Task A –
Please reproduce the part of the Lost episode summary starting with "In the flash-sideways" and going on through "2004 (flash-sideways timeline)".
Task B –
According to the Lost episode summary, on what date did the episode first air?
Task C –
List everyone who, according to the Man in Black in the Lost episode summary, has been taken prisoner by Charles Widmore.

─── Document text

"The Candidate" is the 14th episode of the American Broadcasting Company's sixth season of the serial drama television series Lost and 117th episode overall. The episode aired on May 4, 2010, on ABC in the United States. The episode was written by Elizabeth Sarnoff and Jim Galasso and directed by Jack Bender. The episode is centered on Jack Shephard and John Locke.

In the flash-sideways timeline, Jack Shephard (Matthew Fox) tries to find out how John Locke (Terry O'Quinn) was paralyzed. In 2007, Jack and his group betray the Man in Black (also O'Quinn), but not without falling into his plans.

Plot

2004 (flash-sideways timeline)
After being successfully operated on by Jack Shephard (Matthew Fox), John Locke (Terry O'Quinn) awakens at the hospital. Jack tells Locke that he may be a candidate for a new surgical treatment to repair his pre-existing paralysis and asks Locke how he wound up in his paraplegic state. However, Locke declines the offer. In order to find out more about Locke's paralysis, Jack visits dentist Dr. Bernard Nadler (Sam Anderson) and asks for the dental records from an emergency oral surgery performed on Locke about three years previously. Bernard refuses to breach confidentiality, but tells him that a man named Anthony Cooper (Kevin Tighe) was brought in along with Locke three years ago. Jack goes to a nursing home and visits Anthony Cooper, who is Locke's father in a vegetative state. Claire Littleton (Emilie de Ravin) arrives at the hospital to see Jack. She shows Jack a music box that their father (John Terry) said he especially wanted her to have. Jack then invites Claire to come and stay at his house, stating to Claire that they are not strangers, but rather family. As Locke is preparing to leave the hospital, Jack approaches him and tells him that he went to see Locke's father so that he could find out why he doesn't want the surgery. Locke reveals to Jack that the accident that made him paralyzed was a plane crash; he had just qualified for his pilot's license and his father was his first passenger. Jack tells Locke his father is "gone" and that punishing himself won't bring him back. Locke still refuses Jack's offer and leaves.

2007 (original timeline)
Following the events of "The Last Recruit", Jack awakens on Hydra Island with Sayid Jarrah (Naveen Andrews) by his side. The Man in Black arrives and tells them that James "Sawyer" Ford (Josh Holloway), Claire Littleton, Kate Austen (Evangeline Lilly), Frank Lapidus (Jeff Fahey), Hugo Reyes (Jorge Garcia), Sun Kwon (Yunjin Kim) and Jin Kwon (Daniel Dae Kim) have been taken prisoner by Charles Widmore (Alan Dale). The Man in Black plans to help them escape, run for the Ajira plane and leave the island before Widmore knows what is happening. While Jack agrees to help, he insists that he himself will not leave the island. At Hydra Station, Widmore has Sawyer's group thrown inside the animal cages. Sayid turns off the camp's generator, bringing down the sonar fences which had been keeping the Man in Black at bay. The Man in Black then attacks as the Smoke monster, allowing Jack to free Sawyer's group. After reuniting with Sayid, they head into the jungle to find the Ajira plane. The Man in Black arrives at the plane site before the group, and inspects the interior of the plane after killing Widmore's guards. The Man in Black reveals to the group that Widmore has rigged the plane with C4. Unable to take the risk of using the plane, the Man in Black decides to escape using Widmore's submarine. As they head to the docks, Sawyer asks Jack to stop the Man in Black from getting on board the sub.

──────
─── Raw data

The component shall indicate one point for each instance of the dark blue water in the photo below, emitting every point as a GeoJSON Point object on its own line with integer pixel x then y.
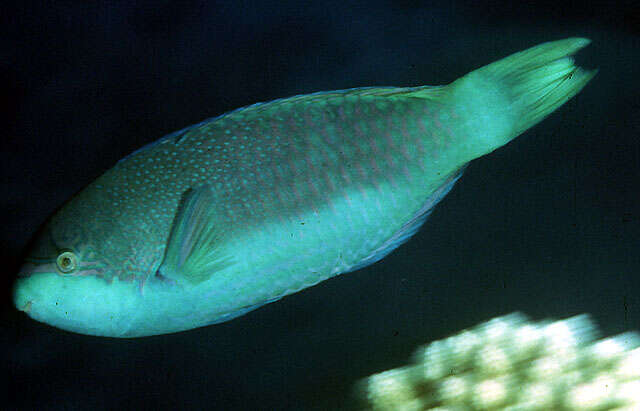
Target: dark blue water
{"type": "Point", "coordinates": [548, 225]}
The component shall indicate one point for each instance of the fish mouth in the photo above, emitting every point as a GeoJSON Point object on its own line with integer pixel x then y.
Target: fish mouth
{"type": "Point", "coordinates": [29, 268]}
{"type": "Point", "coordinates": [26, 307]}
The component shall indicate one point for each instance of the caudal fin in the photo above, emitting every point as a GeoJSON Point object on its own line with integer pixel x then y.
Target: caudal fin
{"type": "Point", "coordinates": [540, 79]}
{"type": "Point", "coordinates": [500, 101]}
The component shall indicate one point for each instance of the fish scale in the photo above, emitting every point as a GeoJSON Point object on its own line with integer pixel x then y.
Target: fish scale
{"type": "Point", "coordinates": [217, 219]}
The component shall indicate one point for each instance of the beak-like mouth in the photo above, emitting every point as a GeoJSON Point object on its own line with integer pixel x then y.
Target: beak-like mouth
{"type": "Point", "coordinates": [29, 268]}
{"type": "Point", "coordinates": [26, 308]}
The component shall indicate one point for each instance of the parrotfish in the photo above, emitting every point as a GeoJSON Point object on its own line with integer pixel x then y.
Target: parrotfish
{"type": "Point", "coordinates": [222, 217]}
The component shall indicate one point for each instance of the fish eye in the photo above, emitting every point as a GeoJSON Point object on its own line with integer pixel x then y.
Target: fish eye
{"type": "Point", "coordinates": [66, 262]}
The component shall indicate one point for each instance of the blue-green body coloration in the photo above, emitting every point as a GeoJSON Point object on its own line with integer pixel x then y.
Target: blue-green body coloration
{"type": "Point", "coordinates": [213, 221]}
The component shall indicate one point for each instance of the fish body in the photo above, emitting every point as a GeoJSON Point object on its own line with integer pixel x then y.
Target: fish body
{"type": "Point", "coordinates": [240, 210]}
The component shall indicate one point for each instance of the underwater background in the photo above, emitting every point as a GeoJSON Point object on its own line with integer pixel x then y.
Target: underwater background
{"type": "Point", "coordinates": [548, 225]}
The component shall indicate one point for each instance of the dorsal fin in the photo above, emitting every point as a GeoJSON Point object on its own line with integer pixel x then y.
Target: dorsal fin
{"type": "Point", "coordinates": [195, 250]}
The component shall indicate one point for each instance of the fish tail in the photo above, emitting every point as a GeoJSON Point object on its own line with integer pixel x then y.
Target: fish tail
{"type": "Point", "coordinates": [503, 99]}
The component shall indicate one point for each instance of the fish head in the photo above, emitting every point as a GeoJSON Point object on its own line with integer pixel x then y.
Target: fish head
{"type": "Point", "coordinates": [74, 275]}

──────

Task output A –
In the flash-sideways timeline, Jack Shephard (Matthew Fox) tries to find out how John Locke (Terry O'Quinn) was paralyzed. In 2007, Jack and his group betray the Man in Black (also O'Quinn), but not without falling into his plans.

Plot

2004 (flash-sideways timeline)

Task output B –
May 4, 2010

Task output C –
James "Sawyer" Ford
Claire Littleton
Kate Austen
Frank Lapidus
Hugo Reyes
Sun Kwon
Jin Kwon